* Task details:
Find every line below that contains the word "rock" and copy it out.

* Given information:
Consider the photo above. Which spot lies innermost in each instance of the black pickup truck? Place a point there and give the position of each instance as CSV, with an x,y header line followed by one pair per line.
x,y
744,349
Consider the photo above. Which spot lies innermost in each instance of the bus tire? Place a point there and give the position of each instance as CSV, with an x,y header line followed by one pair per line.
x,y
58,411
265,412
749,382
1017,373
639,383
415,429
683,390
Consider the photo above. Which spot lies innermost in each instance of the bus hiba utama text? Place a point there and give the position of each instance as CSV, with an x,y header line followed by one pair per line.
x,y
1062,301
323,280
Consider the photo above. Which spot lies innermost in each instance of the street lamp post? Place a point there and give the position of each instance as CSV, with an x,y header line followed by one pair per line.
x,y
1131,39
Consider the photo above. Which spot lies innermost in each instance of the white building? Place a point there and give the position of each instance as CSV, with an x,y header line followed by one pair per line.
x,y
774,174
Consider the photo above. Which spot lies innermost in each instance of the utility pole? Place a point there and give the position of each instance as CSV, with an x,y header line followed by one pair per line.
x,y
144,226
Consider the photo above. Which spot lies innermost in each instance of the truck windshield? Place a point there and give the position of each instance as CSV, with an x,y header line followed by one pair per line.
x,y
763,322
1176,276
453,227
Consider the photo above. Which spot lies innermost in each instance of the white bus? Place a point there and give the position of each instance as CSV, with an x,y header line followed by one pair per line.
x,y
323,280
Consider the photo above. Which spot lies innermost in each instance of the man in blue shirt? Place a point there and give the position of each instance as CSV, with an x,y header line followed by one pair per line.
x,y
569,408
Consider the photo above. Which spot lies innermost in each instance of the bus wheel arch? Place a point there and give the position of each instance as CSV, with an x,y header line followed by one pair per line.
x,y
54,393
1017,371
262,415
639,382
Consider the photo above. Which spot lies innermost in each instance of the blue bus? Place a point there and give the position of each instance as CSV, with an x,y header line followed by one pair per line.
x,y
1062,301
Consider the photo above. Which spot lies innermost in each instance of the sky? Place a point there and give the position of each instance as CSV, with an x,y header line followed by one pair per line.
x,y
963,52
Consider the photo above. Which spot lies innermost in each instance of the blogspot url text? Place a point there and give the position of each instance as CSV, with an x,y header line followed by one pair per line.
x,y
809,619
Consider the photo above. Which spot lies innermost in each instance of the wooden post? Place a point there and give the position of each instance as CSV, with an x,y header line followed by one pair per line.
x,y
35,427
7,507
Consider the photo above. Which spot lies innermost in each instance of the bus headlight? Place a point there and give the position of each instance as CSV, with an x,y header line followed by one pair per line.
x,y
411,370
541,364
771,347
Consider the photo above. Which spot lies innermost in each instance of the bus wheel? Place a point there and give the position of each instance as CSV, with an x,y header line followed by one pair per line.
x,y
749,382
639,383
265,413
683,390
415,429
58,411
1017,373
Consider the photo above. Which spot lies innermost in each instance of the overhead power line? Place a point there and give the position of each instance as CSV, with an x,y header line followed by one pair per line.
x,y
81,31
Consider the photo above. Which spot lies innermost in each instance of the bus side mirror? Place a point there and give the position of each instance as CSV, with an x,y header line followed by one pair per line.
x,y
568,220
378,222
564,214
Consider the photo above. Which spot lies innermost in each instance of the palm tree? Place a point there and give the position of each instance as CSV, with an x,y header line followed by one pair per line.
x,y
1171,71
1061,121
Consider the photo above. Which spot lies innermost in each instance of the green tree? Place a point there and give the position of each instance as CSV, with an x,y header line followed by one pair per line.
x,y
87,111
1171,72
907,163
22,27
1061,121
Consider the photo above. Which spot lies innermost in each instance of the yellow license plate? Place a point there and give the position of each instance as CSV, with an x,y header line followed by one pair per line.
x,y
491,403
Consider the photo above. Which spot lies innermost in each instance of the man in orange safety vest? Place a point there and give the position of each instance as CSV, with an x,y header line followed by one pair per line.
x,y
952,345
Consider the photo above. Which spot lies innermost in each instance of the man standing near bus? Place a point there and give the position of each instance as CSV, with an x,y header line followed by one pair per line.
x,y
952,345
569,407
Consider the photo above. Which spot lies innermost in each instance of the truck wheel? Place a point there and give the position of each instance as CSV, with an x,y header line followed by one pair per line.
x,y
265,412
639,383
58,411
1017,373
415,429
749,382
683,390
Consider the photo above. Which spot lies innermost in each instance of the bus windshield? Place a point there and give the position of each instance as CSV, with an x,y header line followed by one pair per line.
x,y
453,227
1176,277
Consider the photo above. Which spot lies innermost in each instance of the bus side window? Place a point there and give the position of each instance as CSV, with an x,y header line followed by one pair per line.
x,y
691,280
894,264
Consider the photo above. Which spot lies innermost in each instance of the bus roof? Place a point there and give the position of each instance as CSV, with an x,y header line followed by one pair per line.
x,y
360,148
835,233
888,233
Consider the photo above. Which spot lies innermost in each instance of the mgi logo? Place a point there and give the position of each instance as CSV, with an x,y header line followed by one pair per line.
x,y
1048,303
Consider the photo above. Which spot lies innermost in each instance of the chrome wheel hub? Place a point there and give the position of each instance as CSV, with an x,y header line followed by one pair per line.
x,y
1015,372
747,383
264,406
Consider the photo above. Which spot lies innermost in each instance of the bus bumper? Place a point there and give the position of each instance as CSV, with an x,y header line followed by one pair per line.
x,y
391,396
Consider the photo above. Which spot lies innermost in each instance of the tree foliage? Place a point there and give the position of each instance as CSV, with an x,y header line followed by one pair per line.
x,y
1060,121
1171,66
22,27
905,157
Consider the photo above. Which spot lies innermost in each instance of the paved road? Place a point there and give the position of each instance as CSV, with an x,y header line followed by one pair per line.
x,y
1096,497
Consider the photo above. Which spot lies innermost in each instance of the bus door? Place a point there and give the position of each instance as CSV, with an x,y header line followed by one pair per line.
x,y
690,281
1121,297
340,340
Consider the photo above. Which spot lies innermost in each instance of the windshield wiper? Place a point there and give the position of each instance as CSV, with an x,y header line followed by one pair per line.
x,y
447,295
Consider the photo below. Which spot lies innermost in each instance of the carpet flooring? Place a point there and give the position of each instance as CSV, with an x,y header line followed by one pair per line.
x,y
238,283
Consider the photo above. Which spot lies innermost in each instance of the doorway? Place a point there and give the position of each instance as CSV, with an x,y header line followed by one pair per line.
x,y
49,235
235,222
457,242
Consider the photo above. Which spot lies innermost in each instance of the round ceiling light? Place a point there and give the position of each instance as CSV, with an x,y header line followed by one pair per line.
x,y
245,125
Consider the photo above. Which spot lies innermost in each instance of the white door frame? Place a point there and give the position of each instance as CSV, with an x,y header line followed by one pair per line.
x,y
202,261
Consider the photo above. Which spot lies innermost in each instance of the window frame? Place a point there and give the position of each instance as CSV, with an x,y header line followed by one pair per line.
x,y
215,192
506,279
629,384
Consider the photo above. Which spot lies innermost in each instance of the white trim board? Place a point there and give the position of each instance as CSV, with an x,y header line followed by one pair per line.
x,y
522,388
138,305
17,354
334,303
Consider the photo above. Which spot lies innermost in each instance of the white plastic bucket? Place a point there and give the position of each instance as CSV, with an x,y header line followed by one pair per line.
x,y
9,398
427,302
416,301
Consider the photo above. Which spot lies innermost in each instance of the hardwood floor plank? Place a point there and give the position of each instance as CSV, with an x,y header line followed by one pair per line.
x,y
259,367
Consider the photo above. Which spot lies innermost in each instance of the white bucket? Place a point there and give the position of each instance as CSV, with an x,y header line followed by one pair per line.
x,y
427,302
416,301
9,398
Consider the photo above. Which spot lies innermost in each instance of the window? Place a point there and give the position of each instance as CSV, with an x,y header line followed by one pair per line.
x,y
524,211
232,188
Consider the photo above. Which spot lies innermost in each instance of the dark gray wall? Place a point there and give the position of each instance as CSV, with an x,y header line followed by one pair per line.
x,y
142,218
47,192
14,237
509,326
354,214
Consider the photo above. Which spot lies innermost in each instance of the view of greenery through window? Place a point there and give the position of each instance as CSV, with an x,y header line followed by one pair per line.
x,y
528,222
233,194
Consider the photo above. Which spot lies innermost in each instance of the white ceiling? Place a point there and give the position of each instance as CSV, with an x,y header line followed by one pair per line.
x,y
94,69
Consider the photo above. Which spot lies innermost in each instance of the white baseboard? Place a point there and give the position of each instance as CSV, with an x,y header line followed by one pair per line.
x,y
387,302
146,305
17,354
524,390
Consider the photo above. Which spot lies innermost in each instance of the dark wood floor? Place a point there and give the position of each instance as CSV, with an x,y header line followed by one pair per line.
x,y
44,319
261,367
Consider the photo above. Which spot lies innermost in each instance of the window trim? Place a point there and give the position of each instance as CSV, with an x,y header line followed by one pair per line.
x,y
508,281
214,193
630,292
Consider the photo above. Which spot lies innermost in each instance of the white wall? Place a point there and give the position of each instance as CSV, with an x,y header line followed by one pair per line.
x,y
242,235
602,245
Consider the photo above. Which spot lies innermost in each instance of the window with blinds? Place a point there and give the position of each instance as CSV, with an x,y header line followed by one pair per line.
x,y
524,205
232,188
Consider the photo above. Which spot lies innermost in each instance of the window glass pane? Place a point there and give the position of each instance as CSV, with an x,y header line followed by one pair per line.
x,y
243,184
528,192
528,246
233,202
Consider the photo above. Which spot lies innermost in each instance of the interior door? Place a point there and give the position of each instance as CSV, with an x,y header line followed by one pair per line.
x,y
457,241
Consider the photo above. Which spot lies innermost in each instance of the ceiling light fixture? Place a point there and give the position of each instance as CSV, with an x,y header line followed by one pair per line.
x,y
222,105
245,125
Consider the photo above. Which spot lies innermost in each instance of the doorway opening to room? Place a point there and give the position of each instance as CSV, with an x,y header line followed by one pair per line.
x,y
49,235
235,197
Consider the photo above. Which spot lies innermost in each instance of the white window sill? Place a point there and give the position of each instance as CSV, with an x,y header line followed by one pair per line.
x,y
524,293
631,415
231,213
...
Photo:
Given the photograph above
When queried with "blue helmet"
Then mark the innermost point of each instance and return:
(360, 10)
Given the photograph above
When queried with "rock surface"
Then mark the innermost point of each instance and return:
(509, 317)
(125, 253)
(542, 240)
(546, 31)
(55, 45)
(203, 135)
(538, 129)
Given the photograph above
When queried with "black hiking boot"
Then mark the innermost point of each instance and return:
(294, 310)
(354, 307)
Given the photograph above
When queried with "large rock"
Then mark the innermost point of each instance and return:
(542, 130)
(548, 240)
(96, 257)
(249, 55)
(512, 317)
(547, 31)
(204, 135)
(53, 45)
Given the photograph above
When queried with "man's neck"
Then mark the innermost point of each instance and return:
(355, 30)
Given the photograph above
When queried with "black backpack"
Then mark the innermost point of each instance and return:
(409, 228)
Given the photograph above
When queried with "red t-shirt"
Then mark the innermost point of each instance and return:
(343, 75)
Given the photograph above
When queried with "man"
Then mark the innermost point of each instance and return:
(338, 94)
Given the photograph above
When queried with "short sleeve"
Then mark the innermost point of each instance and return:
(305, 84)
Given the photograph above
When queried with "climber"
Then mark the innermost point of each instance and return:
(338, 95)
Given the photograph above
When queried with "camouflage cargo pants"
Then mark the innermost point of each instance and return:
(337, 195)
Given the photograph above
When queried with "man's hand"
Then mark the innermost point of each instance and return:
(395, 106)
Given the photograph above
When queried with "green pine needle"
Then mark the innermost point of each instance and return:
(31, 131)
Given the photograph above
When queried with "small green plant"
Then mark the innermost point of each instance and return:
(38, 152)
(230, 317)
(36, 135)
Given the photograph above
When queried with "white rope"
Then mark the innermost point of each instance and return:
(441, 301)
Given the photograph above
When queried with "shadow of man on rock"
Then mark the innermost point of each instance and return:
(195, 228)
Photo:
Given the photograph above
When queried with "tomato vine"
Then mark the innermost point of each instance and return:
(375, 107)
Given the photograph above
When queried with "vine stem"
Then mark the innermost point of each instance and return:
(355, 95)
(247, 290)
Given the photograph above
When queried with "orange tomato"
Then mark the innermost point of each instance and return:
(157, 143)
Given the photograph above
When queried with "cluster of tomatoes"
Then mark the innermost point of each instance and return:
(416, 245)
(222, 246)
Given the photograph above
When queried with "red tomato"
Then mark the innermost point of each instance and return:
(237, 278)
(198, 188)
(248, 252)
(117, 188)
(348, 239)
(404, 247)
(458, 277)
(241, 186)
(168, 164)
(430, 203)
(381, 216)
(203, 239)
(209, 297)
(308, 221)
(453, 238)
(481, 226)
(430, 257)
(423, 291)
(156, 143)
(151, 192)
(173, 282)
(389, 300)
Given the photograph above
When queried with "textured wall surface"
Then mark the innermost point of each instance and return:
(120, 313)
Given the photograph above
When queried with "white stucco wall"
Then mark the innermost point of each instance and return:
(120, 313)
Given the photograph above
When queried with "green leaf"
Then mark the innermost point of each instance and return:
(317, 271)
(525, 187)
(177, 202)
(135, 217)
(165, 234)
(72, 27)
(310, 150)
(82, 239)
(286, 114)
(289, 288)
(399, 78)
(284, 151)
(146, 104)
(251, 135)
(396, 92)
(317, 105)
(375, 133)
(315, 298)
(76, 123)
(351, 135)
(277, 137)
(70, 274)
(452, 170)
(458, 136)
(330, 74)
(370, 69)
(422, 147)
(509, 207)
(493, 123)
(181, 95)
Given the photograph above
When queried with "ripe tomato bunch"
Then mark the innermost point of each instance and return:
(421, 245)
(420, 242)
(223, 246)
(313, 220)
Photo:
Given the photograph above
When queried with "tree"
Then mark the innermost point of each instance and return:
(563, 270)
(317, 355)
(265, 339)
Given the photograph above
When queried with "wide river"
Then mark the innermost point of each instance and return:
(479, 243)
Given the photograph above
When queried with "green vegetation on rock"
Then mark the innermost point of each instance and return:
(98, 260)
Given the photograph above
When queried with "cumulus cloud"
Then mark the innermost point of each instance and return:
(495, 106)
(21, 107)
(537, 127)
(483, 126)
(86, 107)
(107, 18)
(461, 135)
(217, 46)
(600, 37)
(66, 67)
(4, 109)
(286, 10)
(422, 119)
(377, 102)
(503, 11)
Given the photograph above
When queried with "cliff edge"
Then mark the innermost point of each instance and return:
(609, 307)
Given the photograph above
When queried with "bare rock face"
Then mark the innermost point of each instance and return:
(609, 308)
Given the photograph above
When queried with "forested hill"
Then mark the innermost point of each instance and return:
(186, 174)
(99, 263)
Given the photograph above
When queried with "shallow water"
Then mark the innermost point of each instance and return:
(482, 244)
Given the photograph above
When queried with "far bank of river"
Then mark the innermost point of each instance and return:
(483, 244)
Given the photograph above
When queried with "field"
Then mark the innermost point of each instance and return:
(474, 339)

* Written answer:
When queried with "rock surface"
When queried with "large rock"
When queried with "shadow of man on rock"
When queried with "green vegetation on rock"
When queried with "bare rock face"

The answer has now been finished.